= Instruções do exercício =
Por favor, organize em lista numerada as linhas, começando pela que contém "the green roof" e terminando na que contém "x=243, y=855", ambas incluídas. Deixe de fora as linhas em branco.

= Material =
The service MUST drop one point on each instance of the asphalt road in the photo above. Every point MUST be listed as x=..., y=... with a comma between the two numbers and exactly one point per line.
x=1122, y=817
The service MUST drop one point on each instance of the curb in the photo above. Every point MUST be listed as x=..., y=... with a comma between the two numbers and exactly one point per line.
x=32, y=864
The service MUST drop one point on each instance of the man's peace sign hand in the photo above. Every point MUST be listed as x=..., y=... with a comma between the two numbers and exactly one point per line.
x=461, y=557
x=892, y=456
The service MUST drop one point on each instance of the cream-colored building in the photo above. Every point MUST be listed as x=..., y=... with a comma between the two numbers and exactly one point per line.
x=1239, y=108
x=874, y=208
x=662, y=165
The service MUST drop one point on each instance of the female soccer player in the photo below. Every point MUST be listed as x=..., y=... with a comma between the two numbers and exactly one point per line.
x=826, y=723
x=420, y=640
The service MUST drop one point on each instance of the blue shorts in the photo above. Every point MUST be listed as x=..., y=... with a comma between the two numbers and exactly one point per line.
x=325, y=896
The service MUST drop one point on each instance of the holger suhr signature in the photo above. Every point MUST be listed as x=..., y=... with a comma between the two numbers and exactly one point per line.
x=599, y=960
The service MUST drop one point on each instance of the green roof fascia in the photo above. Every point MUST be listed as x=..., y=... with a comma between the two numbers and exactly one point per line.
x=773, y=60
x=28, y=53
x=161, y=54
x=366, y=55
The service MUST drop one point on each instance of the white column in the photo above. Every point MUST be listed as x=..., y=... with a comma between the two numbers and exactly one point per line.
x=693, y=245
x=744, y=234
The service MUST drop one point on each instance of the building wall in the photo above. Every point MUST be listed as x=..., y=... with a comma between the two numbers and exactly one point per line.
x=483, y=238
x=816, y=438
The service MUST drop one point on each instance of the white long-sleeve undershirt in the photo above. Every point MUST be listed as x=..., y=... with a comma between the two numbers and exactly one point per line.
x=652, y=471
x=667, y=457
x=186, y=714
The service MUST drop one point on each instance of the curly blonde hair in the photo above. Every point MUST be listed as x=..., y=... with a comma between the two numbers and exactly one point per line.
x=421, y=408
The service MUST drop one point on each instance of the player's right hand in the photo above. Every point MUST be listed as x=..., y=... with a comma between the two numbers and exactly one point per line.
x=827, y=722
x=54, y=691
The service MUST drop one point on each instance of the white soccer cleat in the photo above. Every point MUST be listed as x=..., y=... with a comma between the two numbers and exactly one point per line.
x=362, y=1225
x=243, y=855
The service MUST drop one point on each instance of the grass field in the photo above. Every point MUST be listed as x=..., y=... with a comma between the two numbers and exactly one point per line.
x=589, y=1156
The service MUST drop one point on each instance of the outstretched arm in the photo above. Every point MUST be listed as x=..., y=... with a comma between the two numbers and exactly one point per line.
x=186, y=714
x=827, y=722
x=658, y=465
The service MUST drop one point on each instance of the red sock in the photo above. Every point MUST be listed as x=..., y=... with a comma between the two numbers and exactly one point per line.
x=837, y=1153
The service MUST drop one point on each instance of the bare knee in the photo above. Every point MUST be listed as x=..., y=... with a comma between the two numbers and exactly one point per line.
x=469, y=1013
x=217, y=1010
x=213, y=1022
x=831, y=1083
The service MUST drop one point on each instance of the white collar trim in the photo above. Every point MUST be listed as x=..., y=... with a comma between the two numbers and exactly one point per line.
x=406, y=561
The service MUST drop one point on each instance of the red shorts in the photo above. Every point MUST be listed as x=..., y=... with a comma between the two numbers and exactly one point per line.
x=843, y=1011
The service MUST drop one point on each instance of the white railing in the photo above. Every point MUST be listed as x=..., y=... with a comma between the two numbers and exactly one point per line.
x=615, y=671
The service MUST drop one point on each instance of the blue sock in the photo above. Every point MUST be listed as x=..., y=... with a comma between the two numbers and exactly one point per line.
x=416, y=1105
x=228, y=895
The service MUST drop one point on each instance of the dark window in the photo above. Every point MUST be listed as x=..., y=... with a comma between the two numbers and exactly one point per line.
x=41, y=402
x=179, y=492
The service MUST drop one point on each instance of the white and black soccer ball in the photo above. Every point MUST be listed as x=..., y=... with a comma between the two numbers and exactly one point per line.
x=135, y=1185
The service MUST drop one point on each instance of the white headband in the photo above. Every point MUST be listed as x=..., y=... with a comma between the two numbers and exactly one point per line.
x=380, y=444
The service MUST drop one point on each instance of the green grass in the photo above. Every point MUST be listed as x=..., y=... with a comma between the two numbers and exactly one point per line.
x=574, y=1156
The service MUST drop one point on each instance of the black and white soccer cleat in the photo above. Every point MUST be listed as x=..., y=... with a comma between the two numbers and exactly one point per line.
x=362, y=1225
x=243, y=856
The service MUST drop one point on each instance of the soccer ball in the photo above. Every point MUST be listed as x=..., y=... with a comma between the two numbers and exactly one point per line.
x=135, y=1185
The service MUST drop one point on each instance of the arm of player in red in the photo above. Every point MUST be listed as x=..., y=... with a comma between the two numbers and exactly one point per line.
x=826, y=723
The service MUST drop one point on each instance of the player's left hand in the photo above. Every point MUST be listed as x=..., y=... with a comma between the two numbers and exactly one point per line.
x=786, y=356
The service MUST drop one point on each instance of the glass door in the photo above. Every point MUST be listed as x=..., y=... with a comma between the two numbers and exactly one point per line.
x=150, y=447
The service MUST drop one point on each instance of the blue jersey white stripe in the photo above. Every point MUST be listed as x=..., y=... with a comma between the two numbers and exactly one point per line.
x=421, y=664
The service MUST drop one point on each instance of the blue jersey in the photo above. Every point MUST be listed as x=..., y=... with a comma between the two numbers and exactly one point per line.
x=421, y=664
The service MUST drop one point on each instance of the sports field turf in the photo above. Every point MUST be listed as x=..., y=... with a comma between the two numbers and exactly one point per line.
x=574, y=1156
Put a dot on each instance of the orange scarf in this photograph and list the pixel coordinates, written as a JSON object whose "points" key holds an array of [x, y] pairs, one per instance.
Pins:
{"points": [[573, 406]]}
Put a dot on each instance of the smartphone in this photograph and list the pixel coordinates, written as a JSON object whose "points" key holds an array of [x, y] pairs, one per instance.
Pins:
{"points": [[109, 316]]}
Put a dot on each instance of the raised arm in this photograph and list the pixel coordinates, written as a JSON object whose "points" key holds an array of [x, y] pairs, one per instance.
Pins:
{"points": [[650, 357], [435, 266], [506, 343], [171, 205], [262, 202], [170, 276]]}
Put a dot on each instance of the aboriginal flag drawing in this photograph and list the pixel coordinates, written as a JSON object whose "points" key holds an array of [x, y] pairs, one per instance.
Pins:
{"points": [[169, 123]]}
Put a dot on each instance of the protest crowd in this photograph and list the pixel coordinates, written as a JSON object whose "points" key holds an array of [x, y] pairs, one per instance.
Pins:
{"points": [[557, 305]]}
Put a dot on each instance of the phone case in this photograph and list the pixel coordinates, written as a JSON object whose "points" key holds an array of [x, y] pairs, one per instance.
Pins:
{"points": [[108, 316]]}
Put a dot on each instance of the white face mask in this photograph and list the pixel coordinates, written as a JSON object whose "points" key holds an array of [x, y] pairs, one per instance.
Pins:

= Resposta correta =
1. The service MUST drop one point on each instance of the green roof fascia in the photo above. Every point MUST be listed as x=..., y=... with a comma between the two numbers and exactly one point per line.
2. x=773, y=60
3. x=28, y=53
4. x=161, y=54
5. x=366, y=55
6. The service MUST drop one point on each instance of the white column in the photo above. Every point MUST be listed as x=..., y=... with a comma between the two numbers and exactly one point per line.
7. x=693, y=245
8. x=744, y=234
9. The service MUST drop one point on each instance of the building wall in the photo above. Every point MUST be listed as x=..., y=... with a comma between the two numbers and exactly one point per line.
10. x=483, y=238
11. x=816, y=438
12. The service MUST drop one point on each instance of the white long-sleeve undershirt in the photo above. Every point MUST be listed as x=..., y=... with a comma between the two numbers and exactly one point per line.
13. x=652, y=471
14. x=667, y=457
15. x=186, y=714
16. The service MUST drop one point on each instance of the curly blonde hair in the photo above. Every point MUST be listed as x=..., y=... with a comma between the two numbers and exactly one point per line.
17. x=421, y=408
18. The service MUST drop one point on each instance of the player's right hand in the photo above. Every point MUST be listed as x=..., y=... with a comma between the two numbers and exactly one point per line.
19. x=827, y=722
20. x=54, y=691
21. The service MUST drop one point on each instance of the white soccer cleat in the photo above. Every point MUST be listed as x=..., y=... with a comma between the two numbers and exactly one point per line.
22. x=362, y=1225
23. x=243, y=855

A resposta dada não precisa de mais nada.